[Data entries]
.....
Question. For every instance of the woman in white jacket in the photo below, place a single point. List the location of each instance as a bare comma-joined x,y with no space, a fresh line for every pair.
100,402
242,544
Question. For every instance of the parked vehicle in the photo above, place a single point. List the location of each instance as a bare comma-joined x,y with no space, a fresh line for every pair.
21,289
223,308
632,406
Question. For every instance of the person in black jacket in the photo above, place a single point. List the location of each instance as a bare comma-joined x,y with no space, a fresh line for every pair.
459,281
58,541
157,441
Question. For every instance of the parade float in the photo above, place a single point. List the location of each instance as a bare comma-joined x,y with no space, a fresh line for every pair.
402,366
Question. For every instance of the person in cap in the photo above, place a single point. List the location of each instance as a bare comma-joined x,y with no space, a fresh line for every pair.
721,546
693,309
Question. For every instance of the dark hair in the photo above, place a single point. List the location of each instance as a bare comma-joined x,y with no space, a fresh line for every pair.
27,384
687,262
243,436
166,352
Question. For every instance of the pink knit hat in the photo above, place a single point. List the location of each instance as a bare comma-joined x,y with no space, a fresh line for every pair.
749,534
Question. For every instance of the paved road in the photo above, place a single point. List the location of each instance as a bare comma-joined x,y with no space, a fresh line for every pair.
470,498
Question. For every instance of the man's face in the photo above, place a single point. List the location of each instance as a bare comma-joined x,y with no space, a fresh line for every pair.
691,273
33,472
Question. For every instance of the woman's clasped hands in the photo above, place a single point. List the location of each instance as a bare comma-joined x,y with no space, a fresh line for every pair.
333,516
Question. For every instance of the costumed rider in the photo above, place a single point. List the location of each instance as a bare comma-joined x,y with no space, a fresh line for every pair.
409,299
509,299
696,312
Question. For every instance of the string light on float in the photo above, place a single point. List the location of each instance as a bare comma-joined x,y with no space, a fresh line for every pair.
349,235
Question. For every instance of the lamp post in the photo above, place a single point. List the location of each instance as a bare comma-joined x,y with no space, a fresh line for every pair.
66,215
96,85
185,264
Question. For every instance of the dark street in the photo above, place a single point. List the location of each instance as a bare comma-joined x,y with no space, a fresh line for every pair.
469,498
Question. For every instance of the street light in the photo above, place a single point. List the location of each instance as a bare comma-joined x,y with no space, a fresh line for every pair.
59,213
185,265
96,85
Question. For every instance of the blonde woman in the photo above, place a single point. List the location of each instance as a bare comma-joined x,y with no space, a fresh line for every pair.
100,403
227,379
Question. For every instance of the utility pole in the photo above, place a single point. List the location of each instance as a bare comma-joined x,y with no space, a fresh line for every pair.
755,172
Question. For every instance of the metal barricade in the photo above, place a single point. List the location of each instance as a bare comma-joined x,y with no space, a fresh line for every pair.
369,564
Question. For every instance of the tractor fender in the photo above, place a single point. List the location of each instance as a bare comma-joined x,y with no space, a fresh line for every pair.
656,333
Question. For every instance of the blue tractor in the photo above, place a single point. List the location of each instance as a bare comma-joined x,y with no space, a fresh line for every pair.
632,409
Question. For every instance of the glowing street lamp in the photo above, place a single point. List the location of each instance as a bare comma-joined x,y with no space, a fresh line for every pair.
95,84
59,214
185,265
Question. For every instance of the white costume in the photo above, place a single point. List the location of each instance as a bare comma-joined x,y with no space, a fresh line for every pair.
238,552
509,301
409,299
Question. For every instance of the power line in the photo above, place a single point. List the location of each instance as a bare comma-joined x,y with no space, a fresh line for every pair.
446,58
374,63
.....
▸ Task goal
Every record above must appear again in the answer, unchanged.

▸ Answer for this exercise
Question. For every instance of the woman in white jacket in the photo below, place a single point. List the location of each instance as a bare comma-joined x,y with no space, a fresh line for every pair.
100,402
242,544
Question. For every instance of the parked vehicle in the photo above, place a single point. List the location of each instance as a bare comma-joined x,y with no space, a fresh line for every pair.
21,289
223,308
632,406
Question. For every instance of the person in black jacket in the photo above, place a single point. List the location of each instance as a bare comma-joined x,y with no space, a fresh line for every pair.
459,281
58,541
157,441
Question. For every instance of the parade float in the photo above, place a single point. List the location of each instance as a bare comma-joined x,y with no space, a fresh line for every pair.
402,366
Question. For every instance of the person in cap in the photo above, place a single point. List the location of each instance as a bare comma-joined x,y with no space, a fresh line for every pair.
721,546
693,309
Question. For every instance of the dark hair in the photo above, place a single point. List the location of each instance as a bare comma-joined x,y with no space, a fresh line for every pair.
27,384
687,262
243,436
166,352
Question. For every instance of the pink knit hat in the photo above, place a single point. List the location of each instance as a bare comma-joined x,y with no space, a fresh line for every pair.
749,534
Question. For every instance of the paved road in the photo above, place a single point. List the location of each instance as a bare comma-joined x,y with no space, a fresh line for every pair.
470,498
Question. For every instance of the man's face in the photo above, place a single point. List the location of each instance as a bare comma-joined x,y with no space, a fresh line for every pair.
691,273
33,472
Question. For every instance of the woman's clasped hands in the photo above, place a single point. List the location of each instance as a bare comma-joined x,y with no space, a fresh line for every pair.
333,516
Question. For every instance of the costumed rider in the photo above, place a single point. List the location of each instance as a bare comma-joined x,y with no space, a fresh line for every pair.
409,299
509,299
696,312
Question. For every instance of the string light on float in the photo above, place a single point. List the location of each instance as a bare comma-joined x,y with no space, a fresh line for every pair.
349,235
Question. For every instance of the lamp post in the photo above, place a single point. List the location of each instance as a bare comma-joined x,y with no space, a fresh line for every pair.
66,215
96,85
185,264
Question. For every instance of the dark street in the photo above, place a single point. List the location of each instance as a bare comma-joined x,y with no space, a fresh line for every pair.
469,498
Question. For every instance of the street light in the photo above, place a single point. List the location of each instance as a bare comma-joined x,y with no space, a fresh line for every pair.
59,213
185,265
96,85
Question. For every instance of the blonde woman in the photo above, place a single point. List the location of each instance as a bare comma-joined x,y with no space, a fresh line for every pair.
100,403
227,379
Question. For every instance of the utility pole in the photo above, place a single point. List the location of each instance as a bare comma-joined x,y with no space, a fresh line for every pair.
755,172
Question. For every instance of the metal barricade in the photo above, place a single point. List the location of each instance as a bare comma-joined x,y with no space, a fresh line for every pair.
369,564
Question. For every instance of the tractor fender in the photo above, place a single point. List the location of each instance as a bare comma-joined x,y with no space, a fresh line for every pair.
656,333
Question. For every instance of the blue tractor in the photo above, place a single point. List the location of each instance as a bare comma-joined x,y with no space, a fresh line for every pair.
632,409
Question. For every instance of the glowing street lamp in the photo above, place a single point. List the location of each instance as a bare comma-joined x,y with no space, a fresh line for every pair.
95,84
59,214
185,265
Question. For every instance of the white costume in the photo above, place a single point. List the location of each instance as a bare comma-joined x,y with no space, a fresh line for every pair.
238,552
509,301
409,299
Question. For every instance of the power line in the photo above, place a single point. List the location of each instance as a bare comma-joined x,y with no space, a fresh line for every pair.
446,58
374,63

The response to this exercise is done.